Problem set »
(A) Answer these questions from the Bangkok text:
(i) At what temperature is it called very cold today?
(ii) How old was the kid riding the bicycle?
(iii) Where is the music so loud that you can't even hear yourself talk?
(B) Print the stretch of the Bangkok text from "Talking about noise, everything" through "hear them…go figure.".

Top of Study text

The person next to you could be doing something very annoying, like blowing smoke on your face or he may have taken your seat or screaming his head off while you are trying to talk on the phone or whatever, no one complains.

Talking about noise, everything is very noisy in Bangkok. They play music as loud as they can, the louder the better they think, the TV is on full loudness everywhere, the buses, tuk-tuks, motorbikes are very noisy, the PA system is as loud as it goes, the radio in the taxi is so loud you cant talk, the nightclub music is so loud that you cant even hear yourself talk let alone someone else. On the positive side you can swear at someone you don’t like without the fear of retribution. Yet, except for a few exceptions, everyone talks so softly that you can barely hear them…go figure.

The weather is usually hot, except when it rains, like today, like now, then it is cold. If you don’t believe me just ask the Thais, it is very cold at 24 degrees today, as you walk down the street you can see many Thai girls doing a shivering act only Canadians maybe accustomed to, in the meantime I am sweating profusely while walking even in the hairless part of my anatomy…like the top end of my head.

Umbrellas are used daily, sometimes for sun sometimes for rain and sometimes I cant figure out why. The other day I saw a 5-6 year old kid riding a bicycle, the “maid” or whoever she was, was using an umbrella to protect him from ummm…..either expecting the sun to come out or rain to drop, it seemed unlikely for both at that time. The brat was doing a butterfly act trying to avoid the shade, poor lady was running, chasing him with an umbrella to protect him from the evils of nature. She was losing but it was good entertainment for on lookers.

Bottom of Study text
Top of Extracted information

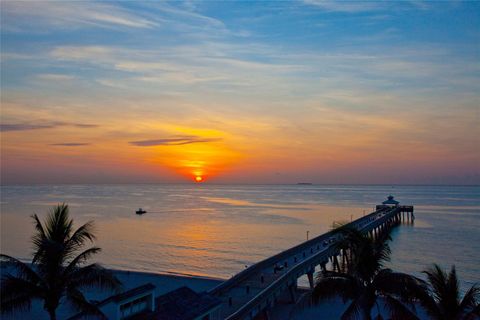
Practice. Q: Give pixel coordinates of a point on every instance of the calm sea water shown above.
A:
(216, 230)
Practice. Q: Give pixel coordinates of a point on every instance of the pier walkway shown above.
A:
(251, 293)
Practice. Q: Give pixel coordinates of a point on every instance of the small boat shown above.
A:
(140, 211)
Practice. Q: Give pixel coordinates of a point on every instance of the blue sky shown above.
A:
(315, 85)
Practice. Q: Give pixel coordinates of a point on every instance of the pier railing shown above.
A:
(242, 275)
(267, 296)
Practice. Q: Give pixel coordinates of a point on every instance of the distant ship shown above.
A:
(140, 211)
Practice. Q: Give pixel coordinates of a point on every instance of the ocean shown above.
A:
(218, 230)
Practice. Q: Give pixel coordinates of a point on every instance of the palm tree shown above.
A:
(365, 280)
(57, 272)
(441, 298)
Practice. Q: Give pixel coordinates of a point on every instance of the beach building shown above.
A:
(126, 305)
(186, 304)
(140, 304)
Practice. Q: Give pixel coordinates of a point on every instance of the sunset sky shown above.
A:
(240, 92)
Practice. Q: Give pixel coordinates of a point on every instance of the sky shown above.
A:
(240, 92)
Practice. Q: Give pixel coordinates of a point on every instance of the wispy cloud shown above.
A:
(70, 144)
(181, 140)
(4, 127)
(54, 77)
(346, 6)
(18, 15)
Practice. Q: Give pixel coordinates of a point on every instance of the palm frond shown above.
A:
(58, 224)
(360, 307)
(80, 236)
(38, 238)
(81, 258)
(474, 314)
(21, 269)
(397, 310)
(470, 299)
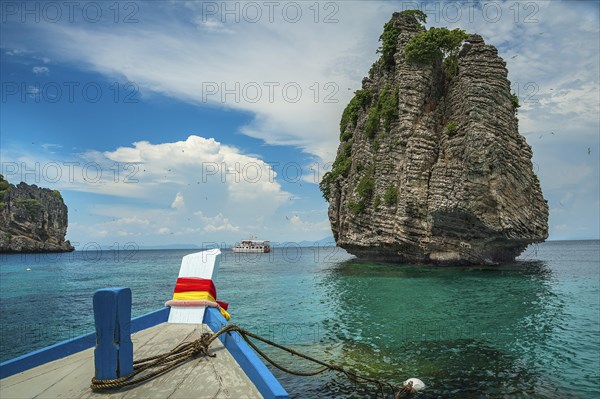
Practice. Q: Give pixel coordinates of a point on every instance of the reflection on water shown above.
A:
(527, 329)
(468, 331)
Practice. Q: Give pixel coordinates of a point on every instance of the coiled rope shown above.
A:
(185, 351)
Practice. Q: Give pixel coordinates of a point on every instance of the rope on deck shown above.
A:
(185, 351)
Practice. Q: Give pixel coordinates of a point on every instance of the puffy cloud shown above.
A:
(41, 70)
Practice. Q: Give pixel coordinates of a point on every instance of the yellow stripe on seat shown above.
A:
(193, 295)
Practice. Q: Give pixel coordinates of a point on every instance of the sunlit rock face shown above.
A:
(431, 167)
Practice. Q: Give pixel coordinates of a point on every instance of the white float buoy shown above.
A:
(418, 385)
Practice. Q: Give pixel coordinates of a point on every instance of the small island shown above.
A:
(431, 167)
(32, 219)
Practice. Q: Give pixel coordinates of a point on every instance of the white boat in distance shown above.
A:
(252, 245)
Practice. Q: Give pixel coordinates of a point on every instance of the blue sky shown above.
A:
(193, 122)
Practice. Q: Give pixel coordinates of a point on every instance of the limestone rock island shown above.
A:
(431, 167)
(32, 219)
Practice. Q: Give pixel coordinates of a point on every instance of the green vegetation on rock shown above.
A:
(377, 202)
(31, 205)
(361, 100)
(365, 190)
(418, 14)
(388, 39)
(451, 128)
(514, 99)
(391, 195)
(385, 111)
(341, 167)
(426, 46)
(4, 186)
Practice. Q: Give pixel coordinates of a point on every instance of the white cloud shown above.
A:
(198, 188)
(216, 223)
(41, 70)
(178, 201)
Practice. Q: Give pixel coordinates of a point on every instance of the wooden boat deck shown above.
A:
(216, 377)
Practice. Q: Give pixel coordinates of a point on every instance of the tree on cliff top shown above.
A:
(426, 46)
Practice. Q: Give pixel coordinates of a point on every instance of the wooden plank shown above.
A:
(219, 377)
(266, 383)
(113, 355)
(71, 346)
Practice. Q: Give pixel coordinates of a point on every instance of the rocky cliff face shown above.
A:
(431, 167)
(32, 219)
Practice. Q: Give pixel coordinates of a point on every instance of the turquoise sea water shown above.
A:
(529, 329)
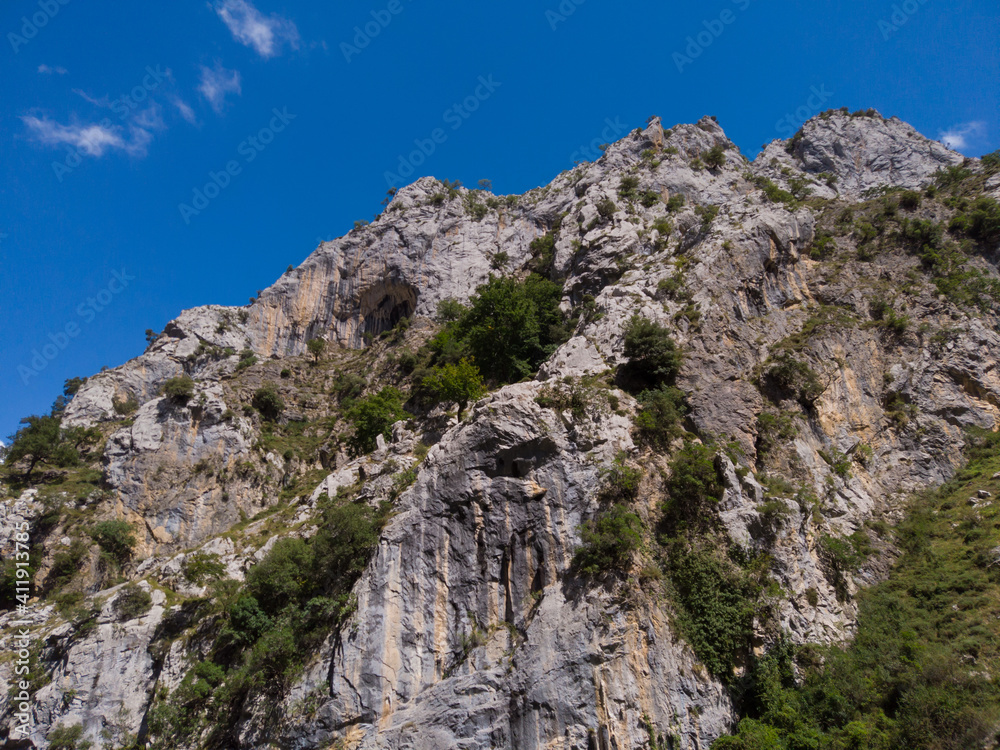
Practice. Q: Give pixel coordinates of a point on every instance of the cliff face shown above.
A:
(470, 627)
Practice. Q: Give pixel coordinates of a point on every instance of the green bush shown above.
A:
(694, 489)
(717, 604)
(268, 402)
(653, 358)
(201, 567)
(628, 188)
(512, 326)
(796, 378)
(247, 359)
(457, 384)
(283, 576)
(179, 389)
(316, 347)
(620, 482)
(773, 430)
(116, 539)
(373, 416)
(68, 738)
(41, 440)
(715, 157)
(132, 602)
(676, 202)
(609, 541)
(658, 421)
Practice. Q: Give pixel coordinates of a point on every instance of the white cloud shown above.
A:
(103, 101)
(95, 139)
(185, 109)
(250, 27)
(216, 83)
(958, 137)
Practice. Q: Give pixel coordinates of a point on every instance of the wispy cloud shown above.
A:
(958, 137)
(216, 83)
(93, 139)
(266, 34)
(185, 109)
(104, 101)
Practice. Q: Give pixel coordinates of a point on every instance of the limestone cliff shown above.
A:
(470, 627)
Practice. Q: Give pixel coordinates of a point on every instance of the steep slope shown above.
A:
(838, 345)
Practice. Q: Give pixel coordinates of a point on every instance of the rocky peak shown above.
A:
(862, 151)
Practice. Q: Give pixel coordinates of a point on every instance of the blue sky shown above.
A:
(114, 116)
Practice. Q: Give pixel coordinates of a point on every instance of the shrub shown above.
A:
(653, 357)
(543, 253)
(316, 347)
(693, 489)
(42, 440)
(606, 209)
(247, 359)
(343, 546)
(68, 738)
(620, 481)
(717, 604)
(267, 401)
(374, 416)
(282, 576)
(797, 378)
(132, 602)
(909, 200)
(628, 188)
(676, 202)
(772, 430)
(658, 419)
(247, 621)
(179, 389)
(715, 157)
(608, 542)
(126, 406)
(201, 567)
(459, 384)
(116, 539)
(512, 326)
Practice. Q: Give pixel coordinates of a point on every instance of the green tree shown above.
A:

Bottom of Extracted information

Answer set »
(A)
(i) 24 degrees
(ii) 5-6 years old
(iii) In the nightclub

(B)
Talking about noise, everything is very noisy in Bangkok. They play music as loud as they can, the louder the better they think, the TV is on full loudness everywhere, the buses, tuk-tuks, motorbikes are very noisy, the PA system is as loud as it goes, the radio in the taxi is so loud you cant talk, the nightclub music is so loud that you cant even hear yourself talk let alone someone else. On the positive side you can swear at someone you don’t like without the fear of retribution. Yet, except for a few exceptions, everyone talks so softly that you can barely hear them…go figure.